▶ [What to work on]: Return every line from the records below with the string "shorts".

+++ Materials provided

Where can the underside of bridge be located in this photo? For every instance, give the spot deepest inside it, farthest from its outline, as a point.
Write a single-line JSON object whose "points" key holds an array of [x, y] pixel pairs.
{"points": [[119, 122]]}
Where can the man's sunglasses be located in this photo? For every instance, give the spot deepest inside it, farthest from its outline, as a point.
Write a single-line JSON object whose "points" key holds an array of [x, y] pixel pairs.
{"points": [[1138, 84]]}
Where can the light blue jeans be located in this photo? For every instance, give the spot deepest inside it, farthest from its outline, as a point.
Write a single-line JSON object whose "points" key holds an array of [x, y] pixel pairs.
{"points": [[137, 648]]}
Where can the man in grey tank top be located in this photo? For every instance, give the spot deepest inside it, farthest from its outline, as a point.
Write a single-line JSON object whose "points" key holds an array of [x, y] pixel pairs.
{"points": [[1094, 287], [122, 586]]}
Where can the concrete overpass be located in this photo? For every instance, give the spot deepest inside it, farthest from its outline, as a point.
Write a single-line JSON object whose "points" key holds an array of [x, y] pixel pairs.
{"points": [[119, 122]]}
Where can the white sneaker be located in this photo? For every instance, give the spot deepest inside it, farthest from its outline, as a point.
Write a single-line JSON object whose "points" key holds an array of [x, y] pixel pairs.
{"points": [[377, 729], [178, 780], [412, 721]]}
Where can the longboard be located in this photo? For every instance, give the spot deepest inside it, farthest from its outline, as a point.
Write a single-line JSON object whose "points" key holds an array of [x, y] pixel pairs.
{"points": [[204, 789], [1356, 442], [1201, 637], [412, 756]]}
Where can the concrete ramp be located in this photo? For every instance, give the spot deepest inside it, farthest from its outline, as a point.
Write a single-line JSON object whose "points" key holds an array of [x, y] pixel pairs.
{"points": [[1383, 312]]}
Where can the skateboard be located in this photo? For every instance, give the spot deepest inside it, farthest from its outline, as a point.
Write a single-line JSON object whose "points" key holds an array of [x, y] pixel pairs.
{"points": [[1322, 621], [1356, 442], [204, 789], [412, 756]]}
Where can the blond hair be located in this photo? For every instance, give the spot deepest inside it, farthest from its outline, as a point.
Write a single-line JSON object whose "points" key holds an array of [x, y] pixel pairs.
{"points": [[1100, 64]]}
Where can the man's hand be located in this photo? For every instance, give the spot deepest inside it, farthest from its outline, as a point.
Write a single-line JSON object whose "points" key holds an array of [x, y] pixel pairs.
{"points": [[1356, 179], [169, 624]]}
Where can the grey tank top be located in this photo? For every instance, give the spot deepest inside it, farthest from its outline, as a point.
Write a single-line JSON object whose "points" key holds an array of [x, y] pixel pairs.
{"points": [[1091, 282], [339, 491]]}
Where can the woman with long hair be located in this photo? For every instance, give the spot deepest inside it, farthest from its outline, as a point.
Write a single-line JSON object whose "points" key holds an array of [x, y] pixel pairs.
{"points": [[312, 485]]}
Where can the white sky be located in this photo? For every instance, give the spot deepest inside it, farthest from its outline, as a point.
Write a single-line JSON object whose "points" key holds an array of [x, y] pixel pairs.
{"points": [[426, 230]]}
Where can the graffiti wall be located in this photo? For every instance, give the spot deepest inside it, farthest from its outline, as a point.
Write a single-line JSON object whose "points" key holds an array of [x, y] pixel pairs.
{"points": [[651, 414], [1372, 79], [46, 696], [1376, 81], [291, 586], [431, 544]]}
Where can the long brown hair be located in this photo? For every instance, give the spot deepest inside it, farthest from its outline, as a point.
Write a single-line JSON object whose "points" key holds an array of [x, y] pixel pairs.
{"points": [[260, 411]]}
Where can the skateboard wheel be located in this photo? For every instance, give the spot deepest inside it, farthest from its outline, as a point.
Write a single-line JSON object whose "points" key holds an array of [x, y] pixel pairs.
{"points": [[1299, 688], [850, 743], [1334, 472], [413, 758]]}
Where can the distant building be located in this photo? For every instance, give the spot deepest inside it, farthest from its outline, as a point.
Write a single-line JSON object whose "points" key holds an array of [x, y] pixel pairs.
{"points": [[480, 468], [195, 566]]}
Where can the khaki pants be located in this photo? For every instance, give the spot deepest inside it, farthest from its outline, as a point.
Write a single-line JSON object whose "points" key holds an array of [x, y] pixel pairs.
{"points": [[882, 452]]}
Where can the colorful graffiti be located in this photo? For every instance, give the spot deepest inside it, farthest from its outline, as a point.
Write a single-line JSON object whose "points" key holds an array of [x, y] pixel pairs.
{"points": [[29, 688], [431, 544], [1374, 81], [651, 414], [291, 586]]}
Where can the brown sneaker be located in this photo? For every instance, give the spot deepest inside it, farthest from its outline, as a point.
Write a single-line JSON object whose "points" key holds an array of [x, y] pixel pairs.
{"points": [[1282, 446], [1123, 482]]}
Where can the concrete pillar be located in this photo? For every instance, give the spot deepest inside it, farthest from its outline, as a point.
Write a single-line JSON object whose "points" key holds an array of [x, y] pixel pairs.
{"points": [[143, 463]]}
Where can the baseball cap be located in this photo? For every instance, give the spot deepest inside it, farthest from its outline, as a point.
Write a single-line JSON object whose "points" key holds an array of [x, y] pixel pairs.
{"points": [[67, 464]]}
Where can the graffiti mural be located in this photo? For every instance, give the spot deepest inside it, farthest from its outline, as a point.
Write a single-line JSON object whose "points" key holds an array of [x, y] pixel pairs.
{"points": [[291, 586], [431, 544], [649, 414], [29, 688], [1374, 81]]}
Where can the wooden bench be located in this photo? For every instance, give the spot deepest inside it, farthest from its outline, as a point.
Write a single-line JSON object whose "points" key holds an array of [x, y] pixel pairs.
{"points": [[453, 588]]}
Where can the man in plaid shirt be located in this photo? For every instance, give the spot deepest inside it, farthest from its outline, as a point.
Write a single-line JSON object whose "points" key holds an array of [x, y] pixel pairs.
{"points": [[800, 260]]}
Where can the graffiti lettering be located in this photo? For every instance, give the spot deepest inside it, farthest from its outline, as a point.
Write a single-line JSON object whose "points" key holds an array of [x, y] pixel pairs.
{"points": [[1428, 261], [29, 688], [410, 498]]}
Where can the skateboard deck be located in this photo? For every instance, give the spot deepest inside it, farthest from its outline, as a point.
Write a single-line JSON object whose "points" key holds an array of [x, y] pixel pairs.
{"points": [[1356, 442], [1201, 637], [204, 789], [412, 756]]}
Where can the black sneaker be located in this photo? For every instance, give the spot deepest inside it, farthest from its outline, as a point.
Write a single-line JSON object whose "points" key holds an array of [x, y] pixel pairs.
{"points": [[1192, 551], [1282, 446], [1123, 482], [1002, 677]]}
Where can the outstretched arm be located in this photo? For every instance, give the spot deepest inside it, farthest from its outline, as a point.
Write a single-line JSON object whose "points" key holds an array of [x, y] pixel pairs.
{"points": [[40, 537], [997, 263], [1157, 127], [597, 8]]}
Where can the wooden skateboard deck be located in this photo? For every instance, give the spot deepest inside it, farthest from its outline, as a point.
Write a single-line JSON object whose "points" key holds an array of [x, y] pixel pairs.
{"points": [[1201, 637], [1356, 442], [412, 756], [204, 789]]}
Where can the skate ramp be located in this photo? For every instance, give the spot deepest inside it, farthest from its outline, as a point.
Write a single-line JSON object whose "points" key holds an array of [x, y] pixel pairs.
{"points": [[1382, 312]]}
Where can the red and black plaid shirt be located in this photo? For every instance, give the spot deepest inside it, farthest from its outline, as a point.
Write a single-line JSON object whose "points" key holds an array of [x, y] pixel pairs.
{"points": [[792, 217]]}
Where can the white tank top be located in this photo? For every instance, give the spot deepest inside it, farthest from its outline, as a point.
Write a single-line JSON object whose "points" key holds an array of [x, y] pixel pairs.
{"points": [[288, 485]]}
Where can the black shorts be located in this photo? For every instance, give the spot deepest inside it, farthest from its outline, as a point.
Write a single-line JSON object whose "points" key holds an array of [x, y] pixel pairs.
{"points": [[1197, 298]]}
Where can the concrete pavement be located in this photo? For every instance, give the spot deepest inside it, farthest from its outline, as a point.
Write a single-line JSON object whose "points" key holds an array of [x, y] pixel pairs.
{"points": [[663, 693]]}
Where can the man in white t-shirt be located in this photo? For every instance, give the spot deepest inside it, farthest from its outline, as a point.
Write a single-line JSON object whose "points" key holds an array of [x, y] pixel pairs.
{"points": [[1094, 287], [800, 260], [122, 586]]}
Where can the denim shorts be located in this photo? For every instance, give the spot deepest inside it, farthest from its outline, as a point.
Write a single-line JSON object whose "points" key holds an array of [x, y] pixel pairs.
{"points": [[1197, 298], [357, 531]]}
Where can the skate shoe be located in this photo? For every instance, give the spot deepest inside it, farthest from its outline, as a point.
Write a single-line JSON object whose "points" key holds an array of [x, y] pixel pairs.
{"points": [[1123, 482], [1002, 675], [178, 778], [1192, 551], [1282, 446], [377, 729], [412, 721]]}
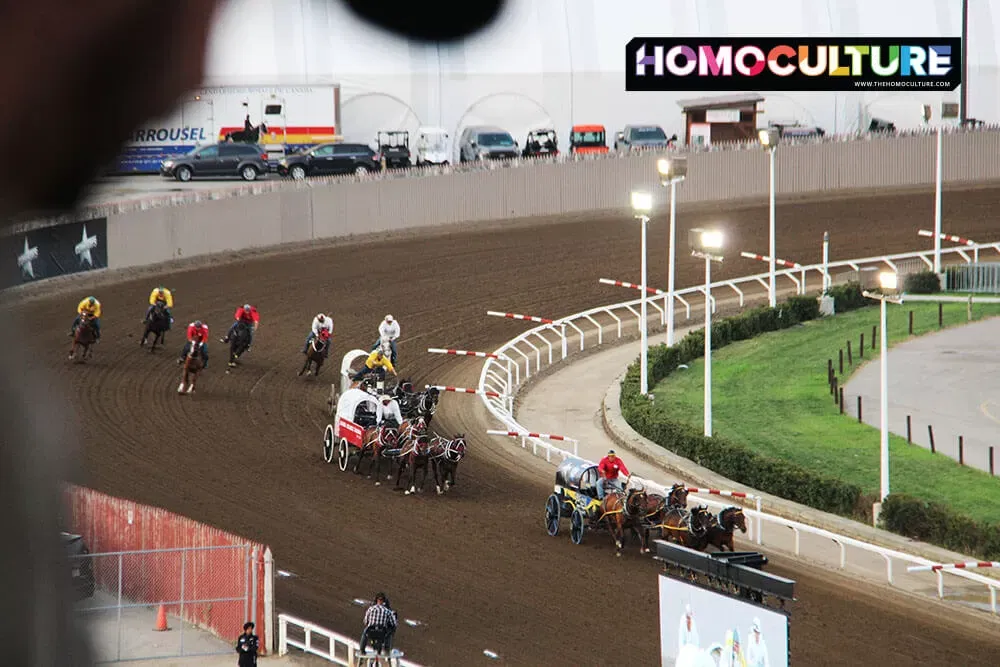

++++++

▶ [Written answer]:
Where can the black shorts be located in this photo? For every instance, give the spot deepest inside it, farthest from its outline, as a point.
Where can the denim shorts be located in this photo? For every instance, give the spot deepest inside it, farthest from its outline, as a point.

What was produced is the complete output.